Although the film is very much grounded in Campillo’s own experiences in Act Up!, it isn’t biographical. Sean is not Robin Campillo. “When I arrived in the group in ‘92, I was completely seduced by this sort of intelligence contest that was happening,” he says. “The amount of self-awareness that there was in the group – it’s something that you see very little of in life! (…) It was very appealing to me that Sean’s character is so theatrical about his illness, but then again, there’s an authenticity to it. He plays around with it, but he’s still completely and utterly involved in the political struggle.”

I bring up that the majority of other films I’ve seen about AIDS have a certain mainstream grasp on the period – films like Philadelphia, And The Band Played On and The Normal Heart leaned on movie stars to “legitimize” the story. “I wanted to show the genealogy of the emotions we were feeling at the time,” says Campillo. “Not just the emotions, but the vivacity. There’s something to this story that’s so strong and so present. The strange thing about The Normal Heart is that it’s actually written by the founder of the New York chapter of Act Up! and it tells that story. It does it so dramatically, though, that I have trouble seeing myself in it. It talks about fear – the epidemic was a lot more violent in the United States, it only made it to France after. They lost a lot of people very quickly. In France, it was slower.

• Short problem: Please answer from the passage above about Campillo's film: which Act Up! chapter was founded by the writer of The Normal Heart?

• Raw records:
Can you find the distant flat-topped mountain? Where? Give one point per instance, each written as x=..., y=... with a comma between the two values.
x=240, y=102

* * *

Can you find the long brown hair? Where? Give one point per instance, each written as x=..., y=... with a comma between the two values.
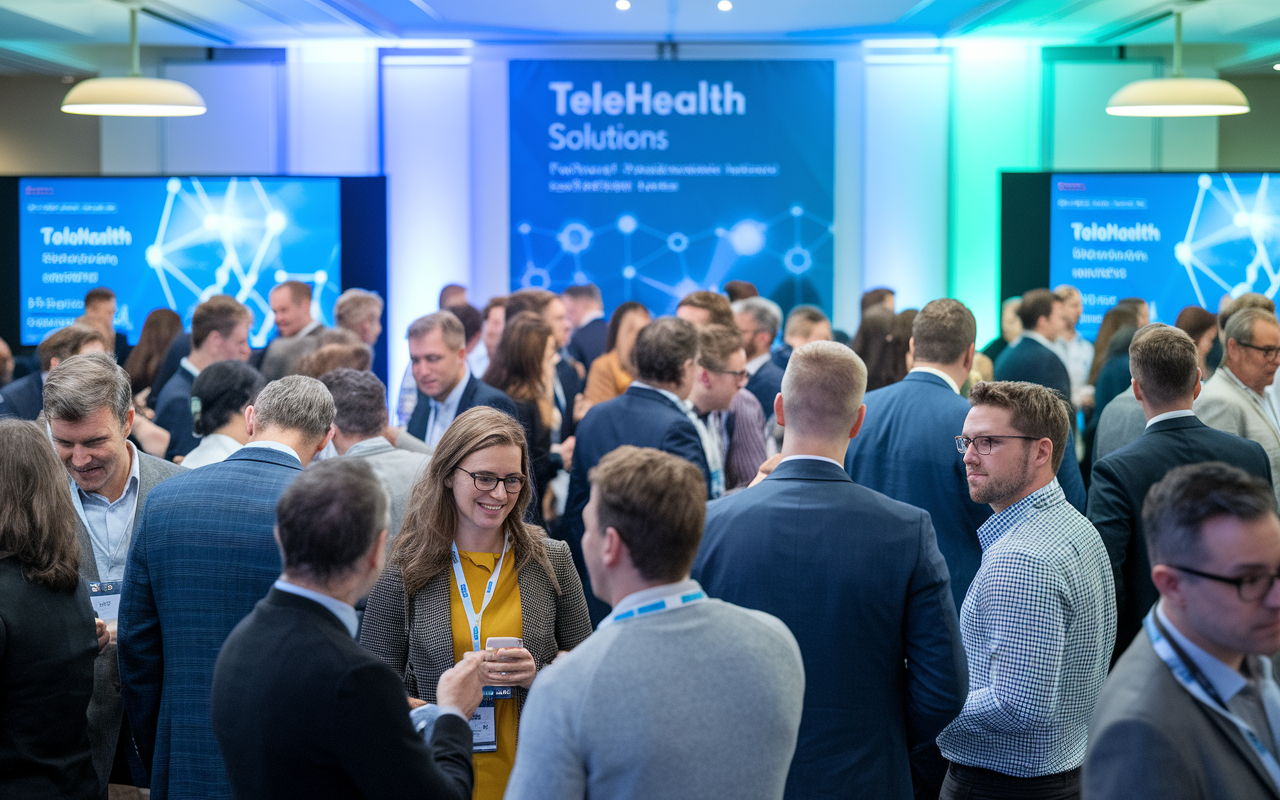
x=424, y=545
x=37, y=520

• Solution to this task: The New York chapter.